=== RAW RECORDS ===
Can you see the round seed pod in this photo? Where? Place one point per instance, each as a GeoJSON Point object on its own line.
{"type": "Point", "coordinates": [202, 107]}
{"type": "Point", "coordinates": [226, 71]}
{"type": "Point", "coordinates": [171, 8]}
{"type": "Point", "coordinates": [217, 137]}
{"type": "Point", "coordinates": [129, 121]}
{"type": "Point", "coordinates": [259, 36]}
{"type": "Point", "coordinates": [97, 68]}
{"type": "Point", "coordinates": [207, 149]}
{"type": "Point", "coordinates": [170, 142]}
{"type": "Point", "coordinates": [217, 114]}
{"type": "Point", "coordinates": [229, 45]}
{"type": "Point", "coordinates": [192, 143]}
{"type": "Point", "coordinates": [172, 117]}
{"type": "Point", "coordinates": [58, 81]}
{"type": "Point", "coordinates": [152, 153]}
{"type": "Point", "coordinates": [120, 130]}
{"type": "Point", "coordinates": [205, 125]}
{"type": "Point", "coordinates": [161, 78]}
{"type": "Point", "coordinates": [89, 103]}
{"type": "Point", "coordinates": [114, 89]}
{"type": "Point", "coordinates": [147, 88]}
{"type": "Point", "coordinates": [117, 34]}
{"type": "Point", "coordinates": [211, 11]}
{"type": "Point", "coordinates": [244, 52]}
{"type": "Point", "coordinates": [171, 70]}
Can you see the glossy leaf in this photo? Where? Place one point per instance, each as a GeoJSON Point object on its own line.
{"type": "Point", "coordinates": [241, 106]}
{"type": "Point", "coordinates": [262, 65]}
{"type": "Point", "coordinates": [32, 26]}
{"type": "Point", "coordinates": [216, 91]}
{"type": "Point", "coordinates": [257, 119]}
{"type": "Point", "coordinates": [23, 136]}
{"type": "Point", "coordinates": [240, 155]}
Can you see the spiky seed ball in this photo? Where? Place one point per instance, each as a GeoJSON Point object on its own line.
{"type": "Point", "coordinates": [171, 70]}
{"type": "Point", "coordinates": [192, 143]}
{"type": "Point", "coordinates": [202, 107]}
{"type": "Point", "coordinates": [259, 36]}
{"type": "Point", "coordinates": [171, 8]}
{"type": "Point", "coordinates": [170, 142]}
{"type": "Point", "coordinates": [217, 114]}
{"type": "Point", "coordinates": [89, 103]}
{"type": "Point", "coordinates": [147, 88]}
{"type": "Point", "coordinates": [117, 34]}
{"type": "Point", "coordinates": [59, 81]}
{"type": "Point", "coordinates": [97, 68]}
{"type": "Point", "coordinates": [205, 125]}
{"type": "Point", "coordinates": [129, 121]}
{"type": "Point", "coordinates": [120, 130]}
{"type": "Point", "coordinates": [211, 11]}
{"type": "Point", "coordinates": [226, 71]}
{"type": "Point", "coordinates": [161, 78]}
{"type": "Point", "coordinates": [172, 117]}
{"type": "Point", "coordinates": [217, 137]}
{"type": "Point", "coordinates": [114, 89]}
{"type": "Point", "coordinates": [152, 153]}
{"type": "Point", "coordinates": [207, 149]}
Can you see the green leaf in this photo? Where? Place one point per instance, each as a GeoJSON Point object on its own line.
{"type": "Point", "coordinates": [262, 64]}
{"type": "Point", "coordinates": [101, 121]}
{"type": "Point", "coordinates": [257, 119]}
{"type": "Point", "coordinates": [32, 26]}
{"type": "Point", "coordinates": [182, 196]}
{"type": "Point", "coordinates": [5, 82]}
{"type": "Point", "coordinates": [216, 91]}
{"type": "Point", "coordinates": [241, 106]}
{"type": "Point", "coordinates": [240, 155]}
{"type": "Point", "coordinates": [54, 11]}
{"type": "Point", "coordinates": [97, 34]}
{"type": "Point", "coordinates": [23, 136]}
===
=== RAW RECORDS ===
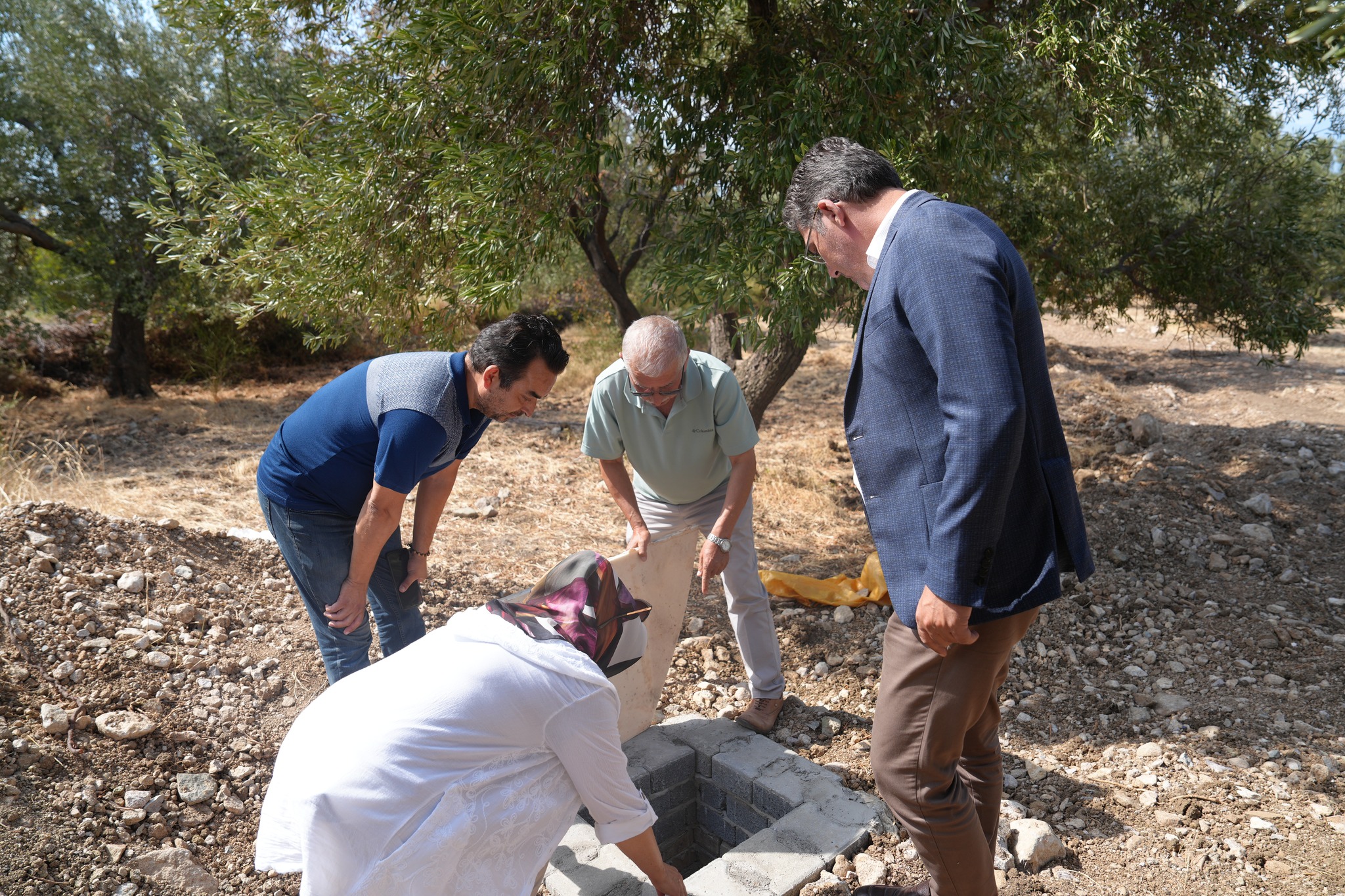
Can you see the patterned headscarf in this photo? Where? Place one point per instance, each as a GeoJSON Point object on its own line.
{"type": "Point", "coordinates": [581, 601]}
===
=== RAW RECORDS ===
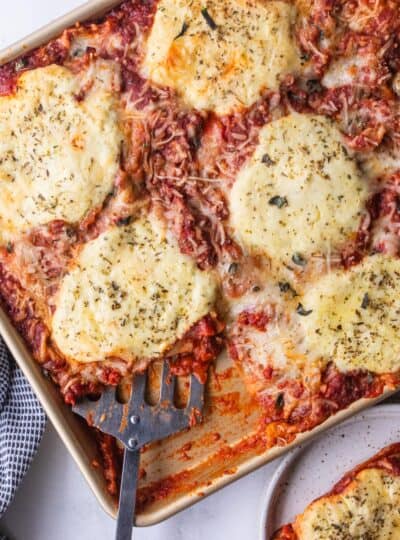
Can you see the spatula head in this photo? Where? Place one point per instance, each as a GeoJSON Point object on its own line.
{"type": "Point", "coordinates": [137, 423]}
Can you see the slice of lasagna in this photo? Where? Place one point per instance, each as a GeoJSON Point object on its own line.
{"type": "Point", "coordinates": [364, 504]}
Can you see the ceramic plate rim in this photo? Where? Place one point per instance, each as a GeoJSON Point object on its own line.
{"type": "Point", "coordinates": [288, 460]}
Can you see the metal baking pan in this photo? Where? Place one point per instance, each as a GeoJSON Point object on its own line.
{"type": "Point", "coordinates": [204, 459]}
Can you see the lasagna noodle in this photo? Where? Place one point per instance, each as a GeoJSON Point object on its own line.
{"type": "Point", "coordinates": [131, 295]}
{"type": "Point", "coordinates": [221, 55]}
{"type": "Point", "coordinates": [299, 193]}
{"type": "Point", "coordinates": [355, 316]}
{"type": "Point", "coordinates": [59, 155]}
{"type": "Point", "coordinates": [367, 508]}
===
STATED GOAL:
Collect every line above that contains the word "seed".

RESPONSE TO THE EXERCISE:
Can you see the round seed pod in this photo? Where? Place one point per instance, each as a GeoJSON Point object on its own line.
Can you see the spiky seed ball in this photo? Where? Place one point per instance, each as a GeoJSON Point object on its own line.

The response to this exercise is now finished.